* Task prompt *
Quote exactly, and only, the lines from the one with "of the small" through the end of the listing.
>> START
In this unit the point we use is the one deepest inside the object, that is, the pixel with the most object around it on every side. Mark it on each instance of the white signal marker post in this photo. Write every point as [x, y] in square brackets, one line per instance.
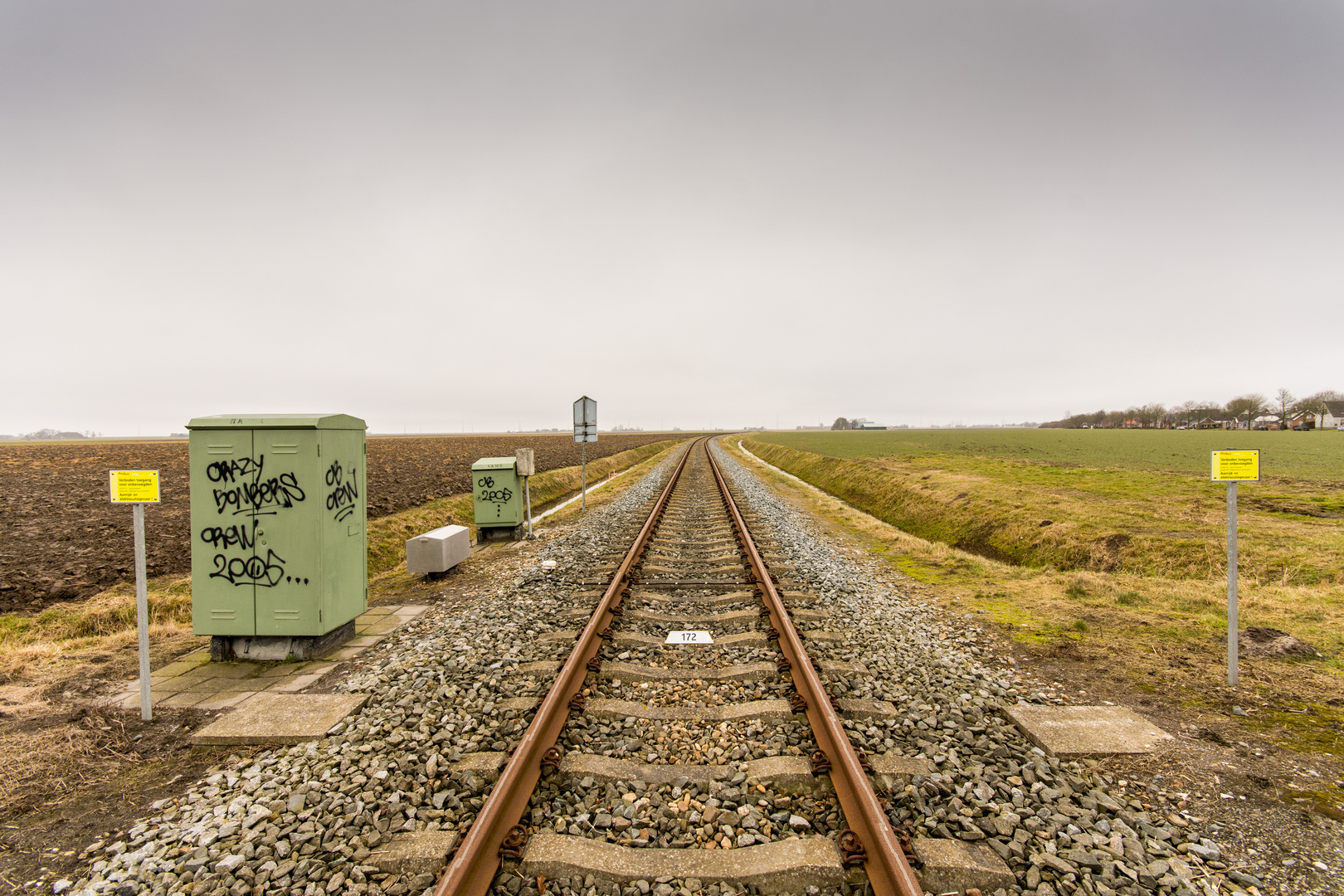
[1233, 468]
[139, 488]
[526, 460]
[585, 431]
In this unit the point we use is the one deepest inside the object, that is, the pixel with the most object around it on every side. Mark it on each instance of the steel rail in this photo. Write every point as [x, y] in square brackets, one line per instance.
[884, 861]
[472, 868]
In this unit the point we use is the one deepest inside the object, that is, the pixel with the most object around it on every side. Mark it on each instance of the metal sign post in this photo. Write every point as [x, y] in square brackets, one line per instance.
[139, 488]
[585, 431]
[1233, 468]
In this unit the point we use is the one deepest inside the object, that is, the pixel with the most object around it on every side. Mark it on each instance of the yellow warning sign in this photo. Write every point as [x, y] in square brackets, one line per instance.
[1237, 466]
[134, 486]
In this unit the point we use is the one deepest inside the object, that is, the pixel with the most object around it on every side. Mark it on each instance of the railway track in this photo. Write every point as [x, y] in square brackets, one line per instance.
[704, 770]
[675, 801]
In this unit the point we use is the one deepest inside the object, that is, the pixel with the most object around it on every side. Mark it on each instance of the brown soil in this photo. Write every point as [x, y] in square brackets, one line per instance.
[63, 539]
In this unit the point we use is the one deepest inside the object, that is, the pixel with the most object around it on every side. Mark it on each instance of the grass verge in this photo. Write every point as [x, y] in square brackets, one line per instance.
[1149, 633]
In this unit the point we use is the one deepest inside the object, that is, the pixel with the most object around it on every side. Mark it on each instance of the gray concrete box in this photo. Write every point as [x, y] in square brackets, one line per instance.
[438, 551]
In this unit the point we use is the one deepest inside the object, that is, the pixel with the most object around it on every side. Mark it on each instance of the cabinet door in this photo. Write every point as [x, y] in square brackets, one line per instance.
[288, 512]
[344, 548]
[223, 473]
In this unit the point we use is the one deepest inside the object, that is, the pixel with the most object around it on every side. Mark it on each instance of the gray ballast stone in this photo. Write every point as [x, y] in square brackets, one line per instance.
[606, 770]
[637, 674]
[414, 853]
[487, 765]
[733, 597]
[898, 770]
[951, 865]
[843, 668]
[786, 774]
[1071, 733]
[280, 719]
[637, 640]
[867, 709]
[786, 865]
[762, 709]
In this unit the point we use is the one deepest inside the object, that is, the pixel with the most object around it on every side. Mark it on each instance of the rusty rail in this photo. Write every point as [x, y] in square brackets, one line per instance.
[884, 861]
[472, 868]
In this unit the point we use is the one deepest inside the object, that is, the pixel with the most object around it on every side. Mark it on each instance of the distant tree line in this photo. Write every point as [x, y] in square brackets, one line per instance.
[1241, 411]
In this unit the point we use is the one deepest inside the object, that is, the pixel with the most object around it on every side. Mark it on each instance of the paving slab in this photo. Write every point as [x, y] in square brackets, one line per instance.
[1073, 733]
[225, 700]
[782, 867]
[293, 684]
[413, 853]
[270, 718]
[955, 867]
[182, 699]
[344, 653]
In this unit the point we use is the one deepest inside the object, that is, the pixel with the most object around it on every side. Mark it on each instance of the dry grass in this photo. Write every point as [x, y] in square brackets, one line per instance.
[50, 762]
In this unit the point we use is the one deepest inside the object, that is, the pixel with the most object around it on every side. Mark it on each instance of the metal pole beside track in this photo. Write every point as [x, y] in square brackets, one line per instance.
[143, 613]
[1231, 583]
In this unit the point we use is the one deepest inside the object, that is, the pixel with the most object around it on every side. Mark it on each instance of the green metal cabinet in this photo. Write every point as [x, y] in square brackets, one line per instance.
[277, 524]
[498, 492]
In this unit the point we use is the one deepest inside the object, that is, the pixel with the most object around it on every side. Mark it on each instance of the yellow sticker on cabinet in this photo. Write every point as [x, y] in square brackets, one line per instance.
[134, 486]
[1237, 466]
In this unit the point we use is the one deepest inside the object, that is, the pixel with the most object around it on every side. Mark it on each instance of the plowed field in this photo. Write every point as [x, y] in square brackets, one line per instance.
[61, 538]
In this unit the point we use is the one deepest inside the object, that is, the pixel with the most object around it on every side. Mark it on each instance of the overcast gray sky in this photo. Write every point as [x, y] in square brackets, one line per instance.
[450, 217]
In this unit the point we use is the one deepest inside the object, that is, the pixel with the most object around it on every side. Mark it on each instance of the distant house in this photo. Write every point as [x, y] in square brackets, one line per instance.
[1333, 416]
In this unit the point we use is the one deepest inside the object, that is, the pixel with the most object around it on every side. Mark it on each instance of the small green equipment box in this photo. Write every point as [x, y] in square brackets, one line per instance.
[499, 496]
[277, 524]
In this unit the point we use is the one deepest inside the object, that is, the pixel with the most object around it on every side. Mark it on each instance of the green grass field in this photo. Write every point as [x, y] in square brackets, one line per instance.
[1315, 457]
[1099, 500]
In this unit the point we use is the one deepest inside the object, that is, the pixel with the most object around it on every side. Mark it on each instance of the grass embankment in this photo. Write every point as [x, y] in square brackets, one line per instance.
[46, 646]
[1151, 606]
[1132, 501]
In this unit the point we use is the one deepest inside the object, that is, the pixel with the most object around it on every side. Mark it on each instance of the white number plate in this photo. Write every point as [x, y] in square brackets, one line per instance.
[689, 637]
>> END
* Final result *
In this unit the point we use is the one deepest inside the object, that is, the pixel with the most object around it on every side. Mark it on each instance of the small green equipment box in this photo. Write every point as [x, y] in square brackets, one line per instance.
[499, 496]
[277, 524]
In this unit the point we use is the one deepest inside the object, that is, the pixel with the most object around it on every side. Mark it on each instance of the green grass field in this photo. Write every point as [x, y] in square brackets, one line per instance.
[1315, 457]
[1099, 500]
In this unit the point we use is the one deepest inside the object, that is, the pixel with the most object around it on every side. Mark it on each instance of the grass embankment in this photo. Write every point as [x, y] in square brackets, one line per instance.
[46, 646]
[1151, 606]
[1132, 501]
In this unit the point we use is the one deepest inside the object, that is, the pixel with the most object around it on every side. Mark it on each instance of the white number plate in this photo. Write every point as [x, y] in square brackets, one line per instance.
[689, 637]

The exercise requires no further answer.